# Source records:
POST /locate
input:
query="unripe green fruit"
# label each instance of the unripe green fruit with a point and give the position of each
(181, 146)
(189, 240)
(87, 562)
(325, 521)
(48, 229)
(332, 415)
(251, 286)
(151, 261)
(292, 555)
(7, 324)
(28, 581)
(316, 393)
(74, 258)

# About this task:
All lines from the one containing "# label each" to the end of the records are to be duplicated exactly, and no other lines are to be given.

# Your solution:
# label each instance of the unripe green fruit with a point and give the position of each
(181, 146)
(189, 240)
(87, 562)
(325, 521)
(48, 229)
(332, 415)
(251, 286)
(151, 261)
(292, 555)
(7, 324)
(28, 581)
(316, 393)
(74, 258)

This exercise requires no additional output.